---- PASSAGE

Concern with Scope of the SSI/SSDI Proposal. In a very recent analysis completed by NACBHDD, we identified 3,912,961 SSI and SSDI beneficiaries (30.2% of the total rolls) who are disabled by mental illness, and an additional 1,448,784 beneficiaries (11.1% of the total rolls) disabled by ID/DD. Thus almost 5.4 million persons with mental conditions (more than 40% of the total rolls) potentially are at risk of falling under the definition provided above.
As a shortcut to picking people from these rolls to include on the “mental health prohibitor” list for the gun background check system, one likely proposal by SSA will be to include beneficiaries who have a “representative payee”, that is someone who receives their payment for them each month. Stated simply, this is not an appropriate indicator. Many beneficiaries who have representative payees do so because they are transient or homeless, not because they do not have the capacity to handle their own affairs. Thus, such a proposal would inappropriately and needlessly stigmatize thousands of innocent people.
Concern with Reporting Processes. Under the just-released HIPAA rule, entities that order involuntary commitments or make other adjudications that subject persons to the “mental health prohibitor”, or that serve as repositories of the data, are permitted to use or disclose the information needed for reporting of such persons, either directly to the national system or to a state data system. Fortunately, this rule does not permit covered entities to disclose the personal health information of persons who are subject to a state-only prohibitor, and the information is restricted to limited demographic and certain other characteristics needed for background check purposes. It specifically prohibits the disclosure of diagnostic or clinical information, from medical records or other sources, and any mental health information beyond the indication that the individual is subject to the “mental health prohibitor”.

--------
---- EXTRACTED ENTRIES

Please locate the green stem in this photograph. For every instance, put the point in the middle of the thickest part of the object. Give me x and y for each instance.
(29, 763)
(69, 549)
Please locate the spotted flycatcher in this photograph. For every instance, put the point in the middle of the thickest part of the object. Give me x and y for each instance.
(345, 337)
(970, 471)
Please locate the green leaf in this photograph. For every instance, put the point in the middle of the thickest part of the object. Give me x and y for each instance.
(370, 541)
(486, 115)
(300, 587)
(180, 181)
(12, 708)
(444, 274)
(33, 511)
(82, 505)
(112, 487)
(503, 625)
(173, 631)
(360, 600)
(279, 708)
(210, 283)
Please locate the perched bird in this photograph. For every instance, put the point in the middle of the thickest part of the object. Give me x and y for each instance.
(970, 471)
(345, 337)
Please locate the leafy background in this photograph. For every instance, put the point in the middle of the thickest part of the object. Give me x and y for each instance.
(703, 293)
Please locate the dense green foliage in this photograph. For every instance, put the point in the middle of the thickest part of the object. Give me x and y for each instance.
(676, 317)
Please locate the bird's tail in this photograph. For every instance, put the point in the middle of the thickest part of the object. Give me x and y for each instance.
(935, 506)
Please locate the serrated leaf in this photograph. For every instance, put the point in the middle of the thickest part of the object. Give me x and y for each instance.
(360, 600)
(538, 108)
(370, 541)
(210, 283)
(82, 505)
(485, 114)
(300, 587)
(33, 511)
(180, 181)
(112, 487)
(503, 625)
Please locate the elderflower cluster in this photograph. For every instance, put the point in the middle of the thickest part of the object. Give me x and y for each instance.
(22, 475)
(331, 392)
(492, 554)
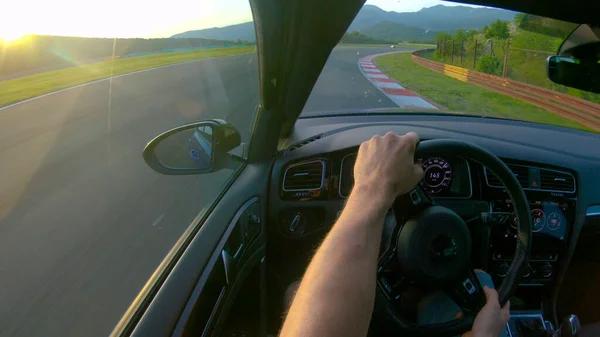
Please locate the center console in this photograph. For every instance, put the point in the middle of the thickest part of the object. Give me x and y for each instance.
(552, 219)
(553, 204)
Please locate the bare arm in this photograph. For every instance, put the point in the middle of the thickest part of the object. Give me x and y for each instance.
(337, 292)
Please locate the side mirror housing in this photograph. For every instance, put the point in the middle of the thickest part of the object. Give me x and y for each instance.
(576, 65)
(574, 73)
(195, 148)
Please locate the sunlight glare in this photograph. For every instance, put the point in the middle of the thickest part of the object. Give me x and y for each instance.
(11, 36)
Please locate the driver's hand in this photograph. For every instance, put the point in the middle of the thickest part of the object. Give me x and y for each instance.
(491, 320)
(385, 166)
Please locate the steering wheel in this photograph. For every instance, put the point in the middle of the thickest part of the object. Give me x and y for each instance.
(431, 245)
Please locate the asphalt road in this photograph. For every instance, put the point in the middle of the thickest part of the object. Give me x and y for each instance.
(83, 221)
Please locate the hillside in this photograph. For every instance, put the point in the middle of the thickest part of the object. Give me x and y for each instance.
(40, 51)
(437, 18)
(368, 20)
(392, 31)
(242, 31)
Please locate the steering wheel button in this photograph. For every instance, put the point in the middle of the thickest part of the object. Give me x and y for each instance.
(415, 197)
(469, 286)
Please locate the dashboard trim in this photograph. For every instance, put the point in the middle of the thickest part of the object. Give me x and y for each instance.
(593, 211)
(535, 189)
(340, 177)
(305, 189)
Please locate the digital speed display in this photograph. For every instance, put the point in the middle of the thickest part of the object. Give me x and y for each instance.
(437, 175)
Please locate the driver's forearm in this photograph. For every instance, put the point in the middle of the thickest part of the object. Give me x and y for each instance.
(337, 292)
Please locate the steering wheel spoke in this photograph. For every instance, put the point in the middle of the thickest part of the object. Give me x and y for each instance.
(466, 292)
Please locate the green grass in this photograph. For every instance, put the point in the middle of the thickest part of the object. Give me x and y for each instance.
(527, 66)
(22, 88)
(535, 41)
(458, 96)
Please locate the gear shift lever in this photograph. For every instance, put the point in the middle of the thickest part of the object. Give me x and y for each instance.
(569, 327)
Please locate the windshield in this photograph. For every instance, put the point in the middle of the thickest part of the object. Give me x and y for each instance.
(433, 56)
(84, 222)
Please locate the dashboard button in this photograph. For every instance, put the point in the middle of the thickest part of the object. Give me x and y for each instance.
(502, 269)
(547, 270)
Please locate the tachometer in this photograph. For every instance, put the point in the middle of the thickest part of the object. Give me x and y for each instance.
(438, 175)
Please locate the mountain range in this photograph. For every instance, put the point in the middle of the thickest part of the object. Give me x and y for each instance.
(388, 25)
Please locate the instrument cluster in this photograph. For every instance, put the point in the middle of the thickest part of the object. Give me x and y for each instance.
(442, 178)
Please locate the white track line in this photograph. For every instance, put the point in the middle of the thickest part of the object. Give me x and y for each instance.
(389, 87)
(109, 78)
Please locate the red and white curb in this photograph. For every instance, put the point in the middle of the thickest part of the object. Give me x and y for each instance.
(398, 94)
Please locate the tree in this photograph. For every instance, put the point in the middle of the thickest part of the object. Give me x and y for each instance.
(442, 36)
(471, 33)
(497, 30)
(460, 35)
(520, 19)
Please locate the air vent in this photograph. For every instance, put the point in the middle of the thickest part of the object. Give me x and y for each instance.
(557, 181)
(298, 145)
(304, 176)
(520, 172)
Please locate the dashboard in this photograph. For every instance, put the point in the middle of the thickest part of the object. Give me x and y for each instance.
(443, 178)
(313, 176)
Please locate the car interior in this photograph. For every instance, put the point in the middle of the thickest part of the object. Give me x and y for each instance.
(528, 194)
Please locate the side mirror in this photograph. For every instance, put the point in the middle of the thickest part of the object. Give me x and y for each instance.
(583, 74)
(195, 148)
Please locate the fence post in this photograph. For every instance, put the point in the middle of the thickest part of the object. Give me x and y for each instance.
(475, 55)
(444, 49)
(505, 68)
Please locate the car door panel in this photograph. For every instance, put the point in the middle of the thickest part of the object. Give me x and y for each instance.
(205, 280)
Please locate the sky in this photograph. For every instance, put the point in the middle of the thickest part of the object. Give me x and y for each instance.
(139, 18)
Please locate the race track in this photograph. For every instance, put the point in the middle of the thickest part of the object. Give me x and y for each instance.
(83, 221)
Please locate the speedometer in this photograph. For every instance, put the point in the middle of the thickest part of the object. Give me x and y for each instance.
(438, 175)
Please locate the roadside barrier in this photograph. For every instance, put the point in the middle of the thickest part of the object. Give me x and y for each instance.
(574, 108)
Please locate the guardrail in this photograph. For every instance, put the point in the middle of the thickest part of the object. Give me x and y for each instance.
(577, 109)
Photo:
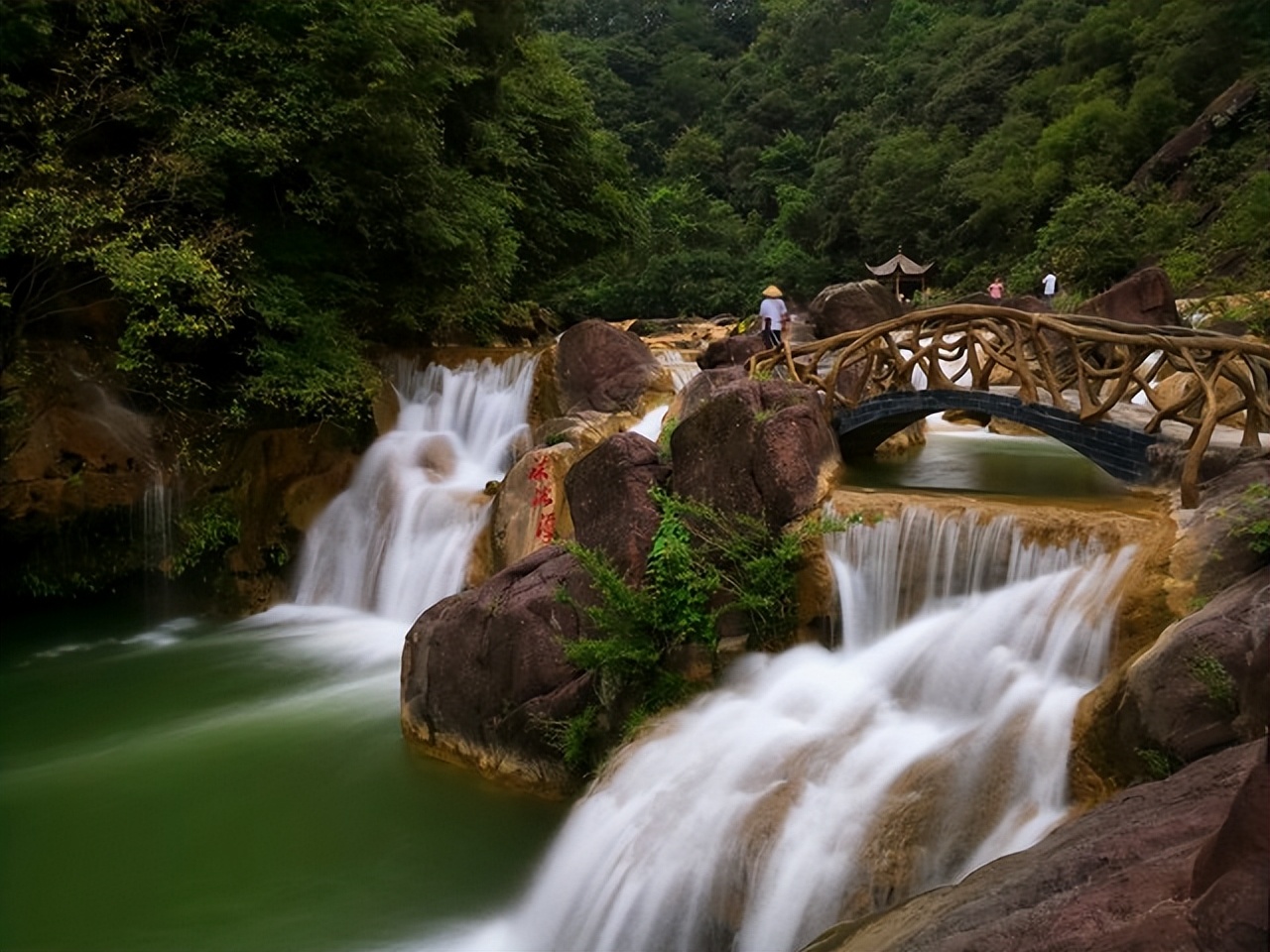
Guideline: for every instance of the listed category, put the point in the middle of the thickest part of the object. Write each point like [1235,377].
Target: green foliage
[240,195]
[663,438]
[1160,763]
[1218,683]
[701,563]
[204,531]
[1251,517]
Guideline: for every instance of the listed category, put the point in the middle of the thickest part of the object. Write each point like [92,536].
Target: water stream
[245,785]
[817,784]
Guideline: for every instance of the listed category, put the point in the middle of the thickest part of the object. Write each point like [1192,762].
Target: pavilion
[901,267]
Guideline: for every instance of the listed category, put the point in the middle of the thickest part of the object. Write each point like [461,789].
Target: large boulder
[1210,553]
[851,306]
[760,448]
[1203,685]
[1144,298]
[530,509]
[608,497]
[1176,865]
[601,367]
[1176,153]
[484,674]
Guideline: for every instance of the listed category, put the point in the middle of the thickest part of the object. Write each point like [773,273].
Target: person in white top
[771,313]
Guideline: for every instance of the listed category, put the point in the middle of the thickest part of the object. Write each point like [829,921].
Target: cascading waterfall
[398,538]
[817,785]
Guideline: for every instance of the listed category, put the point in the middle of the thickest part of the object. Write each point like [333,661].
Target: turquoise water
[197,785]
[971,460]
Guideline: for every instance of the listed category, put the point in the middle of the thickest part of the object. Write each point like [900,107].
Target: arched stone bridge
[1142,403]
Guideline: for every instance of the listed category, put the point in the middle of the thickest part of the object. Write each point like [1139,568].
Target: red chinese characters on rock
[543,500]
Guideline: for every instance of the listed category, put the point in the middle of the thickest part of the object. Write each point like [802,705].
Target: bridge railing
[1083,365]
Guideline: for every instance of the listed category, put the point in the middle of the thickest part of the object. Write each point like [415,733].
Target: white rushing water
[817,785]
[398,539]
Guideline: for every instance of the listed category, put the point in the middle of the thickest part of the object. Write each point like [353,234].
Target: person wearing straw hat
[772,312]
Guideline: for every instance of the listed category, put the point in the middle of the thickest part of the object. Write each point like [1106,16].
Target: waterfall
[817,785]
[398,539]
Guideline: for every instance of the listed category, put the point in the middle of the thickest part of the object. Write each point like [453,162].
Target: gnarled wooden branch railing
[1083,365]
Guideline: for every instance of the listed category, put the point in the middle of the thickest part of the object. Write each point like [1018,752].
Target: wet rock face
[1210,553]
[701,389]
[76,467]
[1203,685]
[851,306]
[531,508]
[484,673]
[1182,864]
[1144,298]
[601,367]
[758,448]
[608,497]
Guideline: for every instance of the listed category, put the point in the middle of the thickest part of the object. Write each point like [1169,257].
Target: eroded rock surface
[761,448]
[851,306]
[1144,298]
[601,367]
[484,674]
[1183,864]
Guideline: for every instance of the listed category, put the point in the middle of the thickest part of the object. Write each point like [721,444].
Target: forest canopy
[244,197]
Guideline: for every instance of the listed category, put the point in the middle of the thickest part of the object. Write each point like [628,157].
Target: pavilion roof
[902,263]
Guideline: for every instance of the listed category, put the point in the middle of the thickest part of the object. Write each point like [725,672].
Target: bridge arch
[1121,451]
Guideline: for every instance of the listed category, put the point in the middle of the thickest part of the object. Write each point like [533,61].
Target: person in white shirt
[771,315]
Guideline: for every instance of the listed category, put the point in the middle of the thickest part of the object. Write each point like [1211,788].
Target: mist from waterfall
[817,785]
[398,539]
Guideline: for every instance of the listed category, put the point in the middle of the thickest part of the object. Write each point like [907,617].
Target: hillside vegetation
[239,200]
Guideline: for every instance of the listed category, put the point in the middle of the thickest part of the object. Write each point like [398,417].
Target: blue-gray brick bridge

--------

THINGS TO DO:
**1)** Answer these questions from the passage.
(a) How many SSI and SSDI beneficiaries disabled by ID/DD did NACBHDD identify?
(b) According to the passage, why do many beneficiaries have representative payees?
(c) What kind of information does the HIPAA rule specifically prohibit disclosing?
**2)** Repeat everything in the passage from "As a shortcut" down to "of innocent people.".
**3)** Put this sentence from the passage into Spanish: "Many beneficiaries who have representative payees do so because they are transient or homeless, not because they do not have the capacity to handle their own affairs."

SOLUTION LIST:
**1)**
(a) 1,448,784 beneficiaries, or 11.1% of the total rolls.
(b) They are transient or homeless, not unable to handle their own affairs.
(c) Diagnostic or clinical information, from medical records or other sources, and any mental health information beyond the indication that the individual is subject to the "mental health prohibitor".

**2)**
As a shortcut to picking people from these rolls to include on the “mental health prohibitor” list for the gun background check system, one likely proposal by SSA will be to include beneficiaries who have a “representative payee”, that is someone who receives their payment for them each month. Stated simply, this is not an appropriate indicator. Many beneficiaries who have representative payees do so because they are transient or homeless, not because they do not have the capacity to handle their own affairs. Thus, such a proposal would inappropriately and needlessly stigmatize thousands of innocent people.

**3)** Muchos beneficiarios que tienen representantes de beneficiario los tienen porque no tienen residencia fija o carecen de hogar, no porque no tengan la capacidad de manejar sus propios asuntos.